** Document section **
And Stern is no Camus delineating "lack of feeling" with a powerful grace; he's just another drudge mastering a few dull routines and repeating them for audiences who don't demand any better. His skill in developing a character runs to, "Dolly was a woman of rough intelligence, but the intelligence produced nothing but malice, like a machine which undoes at one end what it assembled at another."
Here is Stern describing a character he really loves, a rancidly "brainy" lecturer at Columbia: "There was Benny, in his party outfit, his great persimmon head coming from a steak-colored turtleneck... Benny had been chewing a salami; there were meat flecks on his large lips, and he exhaled spicy aromas."

(Location annotation dataset excerpts)
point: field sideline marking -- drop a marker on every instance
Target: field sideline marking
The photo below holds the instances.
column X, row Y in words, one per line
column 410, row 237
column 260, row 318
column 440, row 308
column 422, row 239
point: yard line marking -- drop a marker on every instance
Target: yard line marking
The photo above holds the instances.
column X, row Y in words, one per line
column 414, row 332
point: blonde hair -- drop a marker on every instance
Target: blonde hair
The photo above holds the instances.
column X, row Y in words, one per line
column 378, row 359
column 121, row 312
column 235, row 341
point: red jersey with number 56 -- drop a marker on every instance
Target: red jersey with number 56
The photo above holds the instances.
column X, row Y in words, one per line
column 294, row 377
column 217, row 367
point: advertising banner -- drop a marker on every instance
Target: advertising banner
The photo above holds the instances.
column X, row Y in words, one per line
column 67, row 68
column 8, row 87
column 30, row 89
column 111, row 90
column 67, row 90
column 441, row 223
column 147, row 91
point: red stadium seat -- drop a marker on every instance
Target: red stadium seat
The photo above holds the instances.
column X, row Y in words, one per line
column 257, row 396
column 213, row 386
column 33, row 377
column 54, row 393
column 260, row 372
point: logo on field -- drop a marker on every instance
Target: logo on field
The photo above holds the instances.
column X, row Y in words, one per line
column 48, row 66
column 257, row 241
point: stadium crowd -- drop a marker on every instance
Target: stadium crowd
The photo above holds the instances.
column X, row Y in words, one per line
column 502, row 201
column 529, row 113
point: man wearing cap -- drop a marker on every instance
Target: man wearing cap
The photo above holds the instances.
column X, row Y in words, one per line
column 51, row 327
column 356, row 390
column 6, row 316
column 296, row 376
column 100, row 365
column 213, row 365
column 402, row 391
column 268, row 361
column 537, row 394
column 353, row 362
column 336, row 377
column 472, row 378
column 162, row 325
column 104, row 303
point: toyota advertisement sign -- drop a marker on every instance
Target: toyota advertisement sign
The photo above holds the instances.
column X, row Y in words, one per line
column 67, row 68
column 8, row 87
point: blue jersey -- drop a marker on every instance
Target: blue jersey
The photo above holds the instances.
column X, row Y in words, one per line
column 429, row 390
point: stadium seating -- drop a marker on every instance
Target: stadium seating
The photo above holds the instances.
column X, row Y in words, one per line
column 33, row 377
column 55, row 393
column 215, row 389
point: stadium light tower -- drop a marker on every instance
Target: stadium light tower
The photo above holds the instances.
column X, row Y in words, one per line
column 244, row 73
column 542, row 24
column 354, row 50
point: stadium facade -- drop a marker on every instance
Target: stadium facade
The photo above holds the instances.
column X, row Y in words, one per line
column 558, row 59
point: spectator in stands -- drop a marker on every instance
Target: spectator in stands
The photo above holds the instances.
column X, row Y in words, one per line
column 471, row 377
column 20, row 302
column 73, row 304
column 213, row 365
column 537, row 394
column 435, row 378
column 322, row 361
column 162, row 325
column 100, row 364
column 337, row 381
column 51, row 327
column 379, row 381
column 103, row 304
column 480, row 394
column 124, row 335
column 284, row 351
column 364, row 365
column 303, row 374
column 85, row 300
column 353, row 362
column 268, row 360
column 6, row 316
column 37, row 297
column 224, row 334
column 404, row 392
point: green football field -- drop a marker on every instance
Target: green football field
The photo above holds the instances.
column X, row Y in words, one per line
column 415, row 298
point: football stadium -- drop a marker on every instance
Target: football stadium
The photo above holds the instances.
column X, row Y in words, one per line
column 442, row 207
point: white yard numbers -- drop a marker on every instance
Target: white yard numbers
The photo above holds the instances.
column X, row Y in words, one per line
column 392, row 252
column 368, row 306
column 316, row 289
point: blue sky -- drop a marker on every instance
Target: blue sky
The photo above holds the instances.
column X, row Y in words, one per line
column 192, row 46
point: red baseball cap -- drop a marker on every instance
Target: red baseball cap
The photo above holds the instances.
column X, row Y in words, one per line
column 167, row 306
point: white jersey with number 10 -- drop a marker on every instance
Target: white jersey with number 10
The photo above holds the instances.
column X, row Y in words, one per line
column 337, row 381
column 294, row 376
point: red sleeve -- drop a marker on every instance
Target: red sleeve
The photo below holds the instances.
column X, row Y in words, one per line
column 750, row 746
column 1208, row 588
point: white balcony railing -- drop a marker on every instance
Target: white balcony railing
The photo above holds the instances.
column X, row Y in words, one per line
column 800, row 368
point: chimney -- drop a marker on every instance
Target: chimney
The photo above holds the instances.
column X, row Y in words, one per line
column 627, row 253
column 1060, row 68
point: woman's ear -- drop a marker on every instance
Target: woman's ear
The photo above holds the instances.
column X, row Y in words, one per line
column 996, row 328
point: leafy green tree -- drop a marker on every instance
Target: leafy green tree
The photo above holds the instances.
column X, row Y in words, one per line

** Exercise directions **
Continue the review of Stern's fiction from the point where it stops. The data is separate material, unrelated to the review.

** Final result **
Stern's male characters are blubbery fatcats, his women are wind-up dolls. ("Perfect little teeth spread in her wonderful cheeks, gleaming amidst the small lights hopping off her desk.") A good novel should enhance life (even if by satirizing it mercilessly as a Burroughs does) but for me, Stern and his admirers have the whole thing reversed: they strip the life from life and leave a slimy coldness that reeks of emptiness.
I contend that this honors-encrusted tribe of mendicants has been over-pampered for years. They are accepting the gravy without doing the honest work. Natural Shocks is a thoroughly rotten novel. It is a Book of the Month Club Alternate selection. This may say something about the state of "letters" in our country today.